## Passage provided
[Begin]

Consistent with the Fed’s assessment that the labor market continues to strengthen, the median projection for the unemployment rate dropped to 3.9% for both 2018 and 2019. The “longer run” median projection remained at 4.6%.

The median projections for core personal consumption expenditures—the Fed’s preferred measure of inflation—were completely unchanged from September’s meeting at 1.9% for 2018 and 2.0% for both 2019 and 2020.

Market reaction

Treasury yields fell after the FOMC statement and updated economic projections were released, likely due to the fact that the median projection for next year’s federal funds rate range was unchanged at 2.125%.

It was initially thought that any updated growth projections would also come with increased projections for more rate hikes. The market appeared a bit disappointed that the 2018 projection of three hikes was left unchanged.

[End]

## Written problem A
List each distinct percentage figure that appears in the passage on the Fed's projections.
## Written problem B
According to the passage on the Fed's projections, what is the Fed's preferred measure of inflation?

## Entries shown
[Begin]

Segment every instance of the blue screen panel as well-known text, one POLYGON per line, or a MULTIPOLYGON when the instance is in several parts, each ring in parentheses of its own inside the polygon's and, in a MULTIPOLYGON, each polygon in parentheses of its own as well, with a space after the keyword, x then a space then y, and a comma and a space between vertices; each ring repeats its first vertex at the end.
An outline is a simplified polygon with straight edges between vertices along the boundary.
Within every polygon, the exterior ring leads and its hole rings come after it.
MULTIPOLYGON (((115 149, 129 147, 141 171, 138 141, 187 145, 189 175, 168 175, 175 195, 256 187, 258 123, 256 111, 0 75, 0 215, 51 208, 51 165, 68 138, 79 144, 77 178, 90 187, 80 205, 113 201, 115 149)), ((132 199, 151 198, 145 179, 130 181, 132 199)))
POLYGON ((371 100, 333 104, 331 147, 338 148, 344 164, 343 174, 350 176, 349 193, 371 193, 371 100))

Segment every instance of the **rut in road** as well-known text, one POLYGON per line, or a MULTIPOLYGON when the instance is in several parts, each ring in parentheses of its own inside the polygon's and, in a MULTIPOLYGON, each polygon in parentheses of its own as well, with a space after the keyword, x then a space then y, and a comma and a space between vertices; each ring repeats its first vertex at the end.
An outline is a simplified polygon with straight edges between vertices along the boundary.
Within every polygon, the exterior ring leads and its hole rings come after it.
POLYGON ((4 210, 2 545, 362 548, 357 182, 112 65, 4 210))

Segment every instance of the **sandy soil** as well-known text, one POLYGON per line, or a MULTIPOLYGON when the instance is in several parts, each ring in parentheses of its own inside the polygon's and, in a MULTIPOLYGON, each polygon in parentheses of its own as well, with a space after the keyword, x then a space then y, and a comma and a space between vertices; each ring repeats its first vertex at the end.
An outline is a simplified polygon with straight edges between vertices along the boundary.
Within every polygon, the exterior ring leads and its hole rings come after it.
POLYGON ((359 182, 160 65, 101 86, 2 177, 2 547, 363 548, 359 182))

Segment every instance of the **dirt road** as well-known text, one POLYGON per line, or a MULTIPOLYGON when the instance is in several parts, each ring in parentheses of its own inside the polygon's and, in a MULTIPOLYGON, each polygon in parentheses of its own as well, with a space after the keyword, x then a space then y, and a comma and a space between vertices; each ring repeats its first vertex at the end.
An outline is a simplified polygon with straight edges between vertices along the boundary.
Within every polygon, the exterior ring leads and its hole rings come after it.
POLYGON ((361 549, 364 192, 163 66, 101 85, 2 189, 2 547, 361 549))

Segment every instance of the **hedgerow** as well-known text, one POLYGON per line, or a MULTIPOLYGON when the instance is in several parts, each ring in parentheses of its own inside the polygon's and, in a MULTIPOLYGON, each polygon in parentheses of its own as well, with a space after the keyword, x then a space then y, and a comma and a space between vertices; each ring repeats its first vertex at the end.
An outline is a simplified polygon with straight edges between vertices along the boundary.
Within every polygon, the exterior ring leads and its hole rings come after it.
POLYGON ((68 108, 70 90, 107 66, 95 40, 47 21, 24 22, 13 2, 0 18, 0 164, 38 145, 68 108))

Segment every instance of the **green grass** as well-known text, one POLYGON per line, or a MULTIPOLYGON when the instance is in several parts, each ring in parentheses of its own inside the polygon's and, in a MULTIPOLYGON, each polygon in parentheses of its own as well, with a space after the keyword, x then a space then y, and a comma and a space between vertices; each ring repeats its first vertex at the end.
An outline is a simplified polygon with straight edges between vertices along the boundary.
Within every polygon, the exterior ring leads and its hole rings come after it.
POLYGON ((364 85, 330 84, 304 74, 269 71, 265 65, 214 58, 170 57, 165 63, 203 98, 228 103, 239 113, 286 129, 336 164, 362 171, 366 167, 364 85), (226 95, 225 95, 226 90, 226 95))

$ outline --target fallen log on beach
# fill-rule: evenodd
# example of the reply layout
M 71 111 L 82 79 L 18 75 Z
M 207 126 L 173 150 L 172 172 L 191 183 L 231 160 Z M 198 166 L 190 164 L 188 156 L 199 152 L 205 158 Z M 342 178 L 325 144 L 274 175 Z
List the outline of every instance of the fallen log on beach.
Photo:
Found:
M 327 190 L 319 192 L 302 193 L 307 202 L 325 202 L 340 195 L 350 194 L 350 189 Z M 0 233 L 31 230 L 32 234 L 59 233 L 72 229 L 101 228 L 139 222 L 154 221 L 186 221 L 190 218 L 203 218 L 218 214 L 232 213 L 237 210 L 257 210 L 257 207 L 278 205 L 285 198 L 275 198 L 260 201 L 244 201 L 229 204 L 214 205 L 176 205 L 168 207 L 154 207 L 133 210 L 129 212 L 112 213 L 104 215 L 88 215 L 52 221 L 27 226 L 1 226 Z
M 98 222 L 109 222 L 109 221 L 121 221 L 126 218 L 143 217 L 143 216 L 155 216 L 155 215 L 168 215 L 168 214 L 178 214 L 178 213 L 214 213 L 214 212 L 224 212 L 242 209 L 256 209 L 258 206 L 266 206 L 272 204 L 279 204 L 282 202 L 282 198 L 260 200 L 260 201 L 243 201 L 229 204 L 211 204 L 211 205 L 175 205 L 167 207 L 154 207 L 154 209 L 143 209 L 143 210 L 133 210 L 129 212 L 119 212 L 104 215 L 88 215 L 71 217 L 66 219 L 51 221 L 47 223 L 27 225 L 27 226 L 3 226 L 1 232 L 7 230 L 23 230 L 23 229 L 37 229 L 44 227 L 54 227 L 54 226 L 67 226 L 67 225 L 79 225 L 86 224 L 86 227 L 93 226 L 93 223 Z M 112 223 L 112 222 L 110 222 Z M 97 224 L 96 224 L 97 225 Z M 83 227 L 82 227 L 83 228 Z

[End]

## Complete output A
3.9%, 4.6%, 1.9%, 2.0%, 2.125%

## Complete output B
Core personal consumption expenditures.